Instructions for the task: When you reach the line that contains "Put a dot on each instance of the backpack" in the data below, copy it and every line after it exactly, adding nothing.

Records for this exercise:
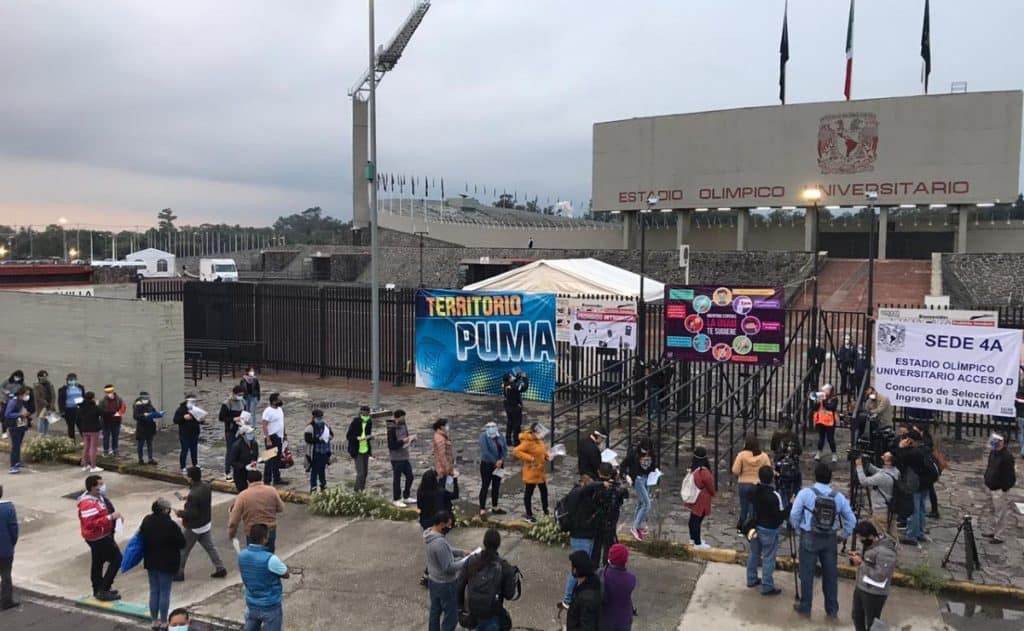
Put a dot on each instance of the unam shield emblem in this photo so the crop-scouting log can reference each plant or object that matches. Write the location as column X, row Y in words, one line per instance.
column 892, row 337
column 848, row 142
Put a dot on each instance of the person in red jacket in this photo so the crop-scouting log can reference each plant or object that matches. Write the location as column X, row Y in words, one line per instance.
column 96, row 517
column 701, row 508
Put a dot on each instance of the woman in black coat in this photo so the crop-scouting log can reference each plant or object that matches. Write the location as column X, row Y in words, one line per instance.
column 162, row 544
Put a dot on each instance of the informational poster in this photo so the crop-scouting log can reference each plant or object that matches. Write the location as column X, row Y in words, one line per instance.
column 740, row 325
column 597, row 323
column 468, row 341
column 946, row 367
column 941, row 317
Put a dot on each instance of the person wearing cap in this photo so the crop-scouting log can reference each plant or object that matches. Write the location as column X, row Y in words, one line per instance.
column 585, row 607
column 1000, row 476
column 145, row 425
column 317, row 437
column 358, row 436
column 43, row 396
column 230, row 410
column 494, row 452
column 162, row 543
column 616, row 610
column 112, row 409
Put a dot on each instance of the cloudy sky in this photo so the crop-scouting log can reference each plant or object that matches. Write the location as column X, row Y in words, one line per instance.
column 237, row 110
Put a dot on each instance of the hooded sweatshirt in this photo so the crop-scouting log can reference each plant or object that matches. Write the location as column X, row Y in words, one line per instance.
column 441, row 563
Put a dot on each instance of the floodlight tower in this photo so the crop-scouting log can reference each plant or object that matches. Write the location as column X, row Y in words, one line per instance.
column 364, row 95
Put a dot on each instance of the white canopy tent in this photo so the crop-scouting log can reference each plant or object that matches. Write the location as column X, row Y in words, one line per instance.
column 573, row 277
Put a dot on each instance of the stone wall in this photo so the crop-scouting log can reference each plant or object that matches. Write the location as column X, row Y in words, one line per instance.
column 983, row 280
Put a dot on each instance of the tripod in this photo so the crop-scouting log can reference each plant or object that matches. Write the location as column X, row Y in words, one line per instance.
column 970, row 547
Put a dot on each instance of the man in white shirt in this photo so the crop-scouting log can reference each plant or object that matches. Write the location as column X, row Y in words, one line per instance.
column 273, row 436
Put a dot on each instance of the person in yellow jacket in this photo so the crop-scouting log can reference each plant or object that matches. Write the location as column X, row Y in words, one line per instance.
column 534, row 455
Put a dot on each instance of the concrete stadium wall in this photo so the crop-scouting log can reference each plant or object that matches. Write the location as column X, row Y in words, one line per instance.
column 136, row 345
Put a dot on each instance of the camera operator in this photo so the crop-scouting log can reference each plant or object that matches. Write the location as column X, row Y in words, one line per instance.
column 880, row 491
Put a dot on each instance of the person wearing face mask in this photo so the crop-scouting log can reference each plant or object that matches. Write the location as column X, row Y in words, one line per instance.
column 251, row 385
column 358, row 436
column 113, row 410
column 245, row 454
column 70, row 396
column 16, row 418
column 188, row 429
column 162, row 544
column 96, row 518
column 145, row 425
column 230, row 410
column 317, row 436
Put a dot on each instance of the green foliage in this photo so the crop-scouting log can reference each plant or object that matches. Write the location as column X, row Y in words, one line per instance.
column 341, row 502
column 48, row 449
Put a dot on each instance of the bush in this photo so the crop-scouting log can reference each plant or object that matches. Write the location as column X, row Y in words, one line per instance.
column 340, row 502
column 48, row 449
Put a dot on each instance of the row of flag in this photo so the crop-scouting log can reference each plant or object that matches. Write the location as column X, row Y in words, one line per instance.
column 783, row 51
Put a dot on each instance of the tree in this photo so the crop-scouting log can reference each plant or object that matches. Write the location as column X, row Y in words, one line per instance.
column 166, row 218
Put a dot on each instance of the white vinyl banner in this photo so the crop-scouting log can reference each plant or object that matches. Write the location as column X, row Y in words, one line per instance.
column 950, row 368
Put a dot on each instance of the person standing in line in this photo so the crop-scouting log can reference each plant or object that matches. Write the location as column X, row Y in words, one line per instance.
column 616, row 607
column 640, row 461
column 273, row 437
column 443, row 563
column 1000, row 476
column 816, row 514
column 112, row 409
column 747, row 468
column 162, row 543
column 398, row 442
column 251, row 385
column 701, row 507
column 229, row 415
column 875, row 572
column 317, row 437
column 534, row 454
column 257, row 505
column 145, row 425
column 245, row 455
column 70, row 396
column 188, row 429
column 494, row 452
column 197, row 517
column 43, row 395
column 261, row 574
column 96, row 518
column 769, row 508
column 8, row 539
column 358, row 436
column 89, row 423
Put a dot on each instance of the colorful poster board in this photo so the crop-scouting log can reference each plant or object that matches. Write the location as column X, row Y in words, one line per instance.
column 467, row 341
column 735, row 325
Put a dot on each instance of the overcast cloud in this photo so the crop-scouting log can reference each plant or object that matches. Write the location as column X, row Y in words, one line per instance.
column 237, row 110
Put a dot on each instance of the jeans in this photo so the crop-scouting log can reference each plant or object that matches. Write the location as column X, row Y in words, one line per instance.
column 264, row 618
column 763, row 549
column 443, row 601
column 643, row 501
column 104, row 551
column 112, row 434
column 205, row 540
column 915, row 523
column 160, row 595
column 189, row 445
column 401, row 468
column 866, row 608
column 587, row 545
column 816, row 549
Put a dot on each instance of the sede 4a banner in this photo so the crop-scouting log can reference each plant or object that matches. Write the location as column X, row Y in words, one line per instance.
column 949, row 368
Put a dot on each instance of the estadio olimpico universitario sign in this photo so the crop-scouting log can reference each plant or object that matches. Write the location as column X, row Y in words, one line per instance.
column 950, row 149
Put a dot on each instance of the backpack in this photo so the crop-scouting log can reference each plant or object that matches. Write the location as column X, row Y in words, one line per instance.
column 689, row 491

Exercise response:
Put a dot on each instance of the backpack in this photo so the crop-scouting log can reference each plant or object that matches. Write the location as column X, row Y in words, one line per instance.
column 689, row 491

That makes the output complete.